Input records
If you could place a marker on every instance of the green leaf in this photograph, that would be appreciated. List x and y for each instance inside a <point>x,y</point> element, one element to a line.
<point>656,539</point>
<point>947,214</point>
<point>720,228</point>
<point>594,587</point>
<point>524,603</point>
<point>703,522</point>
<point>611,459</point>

About this exercise
Your answer must be the records themselves, output again exactly.

Result of this exercise
If you could place a marker on every instance of the green leaf in this photograph, that would be appreciated. List x and y for each instance inside a <point>x,y</point> element, one element to a line.
<point>656,539</point>
<point>947,214</point>
<point>720,228</point>
<point>594,587</point>
<point>524,603</point>
<point>703,522</point>
<point>611,459</point>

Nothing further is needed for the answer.